GOAL OF THE EXERCISE: Can you carry on the piece about French children given both parents' last names, starting after its final sentence?

EXCERPTED PASSAGE:

——

Are more children in France being given both parents’ last names?
A bill currently being debated in the French parliament aims to make it easier for people to change their last name, thus enabling adult children to use their mother’s, father’s, or both. But what is the situation today?
11.8% of children born in 2019 bear the last names of both their parents.
In 2005 it became possible in France to give children the last name of either one or both parents. A large majority of children still bear only their father’s (81.5%). But the proportion of children bearing both last names is increasing (with father’s name usually preceding mother’s) and has now reached one in ten. All newborns may be given both names, whether their parents are married or not, but unmarried parents choose the two-name solution three times more often than married ones.

——

THE DATA:

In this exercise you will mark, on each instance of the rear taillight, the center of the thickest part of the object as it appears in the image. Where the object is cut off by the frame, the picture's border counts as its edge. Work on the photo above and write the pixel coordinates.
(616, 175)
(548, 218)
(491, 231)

——

ANSWER SECTION:
The practice varies by mother’s age at birth. The share of children bearing their father’s last name only is highest (over 80%) among women giving birth between the ages of 25 and 37, the maximum fertility years. In France at present, father’s last name only is the default setting but this could be changed to both parents’ last names in the future.
Source
Didier Breton, Nicolas Belliot, Magali Barbieri, Hippolyte d’Albis, Magali Mazuy, 2021, L’évolution démographique récente de la France : Moins de naissances, de mariages et de migrations, plus de décès... la Covid-19 bouleverse la dynamique de la population française, Population 2021-4.